__DIRECTIONS__:
All of the records below need to be copied exactly.

__THE RECORDS__:
━━━━━━
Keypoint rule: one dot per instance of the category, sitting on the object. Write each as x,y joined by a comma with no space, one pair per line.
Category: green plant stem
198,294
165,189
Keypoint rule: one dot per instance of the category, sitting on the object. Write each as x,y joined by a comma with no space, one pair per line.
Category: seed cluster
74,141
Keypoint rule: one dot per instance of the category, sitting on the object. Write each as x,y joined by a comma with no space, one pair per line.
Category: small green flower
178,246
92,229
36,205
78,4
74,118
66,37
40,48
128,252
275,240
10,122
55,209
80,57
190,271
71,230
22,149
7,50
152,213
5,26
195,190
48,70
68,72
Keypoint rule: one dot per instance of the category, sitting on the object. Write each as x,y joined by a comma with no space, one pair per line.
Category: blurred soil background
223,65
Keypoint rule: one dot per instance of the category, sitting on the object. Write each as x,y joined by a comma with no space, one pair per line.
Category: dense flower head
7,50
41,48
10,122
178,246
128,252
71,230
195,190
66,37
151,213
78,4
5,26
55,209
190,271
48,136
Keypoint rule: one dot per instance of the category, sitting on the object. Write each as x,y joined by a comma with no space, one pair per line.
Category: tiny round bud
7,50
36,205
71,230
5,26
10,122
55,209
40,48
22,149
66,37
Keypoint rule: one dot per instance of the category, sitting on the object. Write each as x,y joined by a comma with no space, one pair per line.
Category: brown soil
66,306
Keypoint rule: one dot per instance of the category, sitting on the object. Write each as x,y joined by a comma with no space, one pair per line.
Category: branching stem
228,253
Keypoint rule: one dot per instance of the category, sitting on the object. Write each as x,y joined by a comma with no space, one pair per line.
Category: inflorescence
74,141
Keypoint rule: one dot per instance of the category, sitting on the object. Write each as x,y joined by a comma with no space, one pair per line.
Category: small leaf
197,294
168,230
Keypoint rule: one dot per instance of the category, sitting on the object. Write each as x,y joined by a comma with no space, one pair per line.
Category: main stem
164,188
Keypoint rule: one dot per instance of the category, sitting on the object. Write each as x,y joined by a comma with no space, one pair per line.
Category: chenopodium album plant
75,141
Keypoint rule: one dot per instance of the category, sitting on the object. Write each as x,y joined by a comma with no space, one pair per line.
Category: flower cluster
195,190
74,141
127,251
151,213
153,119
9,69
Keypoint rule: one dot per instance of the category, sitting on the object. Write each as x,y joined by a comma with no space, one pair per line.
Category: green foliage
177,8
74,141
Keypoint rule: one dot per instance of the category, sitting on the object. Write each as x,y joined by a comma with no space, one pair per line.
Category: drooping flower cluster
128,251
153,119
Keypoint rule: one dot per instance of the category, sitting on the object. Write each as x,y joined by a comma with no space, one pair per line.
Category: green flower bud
━━━━━━
__RESULT__:
Keypoint rule: one dot per instance of the category, sitting on the object. Write each as x,y joined by a comma with no space, one pair per line.
Category: green plant stem
198,294
165,189
Keypoint rule: one dot per instance of the category, sitting on the object. Write each as x,y joined by a comma with no space, one pair per line.
Category: seed cluster
74,141
Keypoint rule: one dot per instance of the category, sitting on the object. Write each as x,y joined by a comma with no space, one pair per line.
Category: small green flower
178,246
92,229
36,205
78,4
74,118
66,37
40,48
128,252
275,240
10,122
55,209
80,57
190,271
71,230
22,149
7,50
152,213
5,26
195,190
48,70
68,72
Keypoint rule: one dot per instance of the category, sitting on the object. Write each as x,y joined by a comma with no space, one pair per line.
Category: blurred soil background
223,65
Keypoint rule: one dot per instance of the category, sitting on the object. Write each as x,y joined by a comma with no space, one pair per line.
Category: dense flower head
7,50
41,48
10,122
178,246
128,252
71,230
195,190
66,37
151,213
78,4
5,26
55,209
190,271
48,136
Keypoint rule: one dot per instance of the category, sitting on the object. Write each as x,y joined by a comma with no space, one pair per line.
Category: tiny round bud
7,50
36,205
71,230
5,26
10,122
55,209
40,48
22,149
66,37
Keypoint rule: one dot per instance of the category, sitting on the object. Write each as x,y joined by a comma with no space, one pair per line.
Category: brown soil
66,306
Keypoint rule: one dot per instance of the category, sitting on the object. Write each as x,y joined by a comma with no space, one pair per line.
Category: branching stem
228,253
Keypoint rule: one dot per instance of the category, sitting on the object. Write each as x,y joined by a comma with no space, one pair per line.
Category: inflorescence
74,141
Keypoint rule: one dot per instance of the category, sitting on the object. Write each as x,y joined by a comma with no space, one pair per line.
Category: small leaf
197,294
168,230
Keypoint rule: one dot per instance of the category, sitting on the object. Write each as x,y joined by a comma with no space, one pair per line.
Category: main stem
164,188
Keypoint rule: one dot per instance of the category, sitting on the object. Write each as x,y joined by a comma with no space, one pair per line.
Category: chenopodium album plant
75,141
Keypoint rule: one dot per instance of the category, sitting on the object. Write each as x,y joined by a comma with no space, one pair per line.
Category: flower cluster
195,190
74,141
127,251
151,213
153,119
9,69
Keypoint rule: one dot per instance of the category, sitting on the object. Write each as x,y joined by a comma with no space, one pair per line.
Category: green foliage
177,8
74,141
Keypoint rule: one dot per instance of the category, sitting on the object. Write each as x,y joined by a comma with no space, one pair per line.
Category: drooping flower cluster
128,251
153,119
Keypoint rule: one dot per instance of the category, sitting on the object. Write each as x,y joined by a comma with no space, one pair per line.
Category: green flower bud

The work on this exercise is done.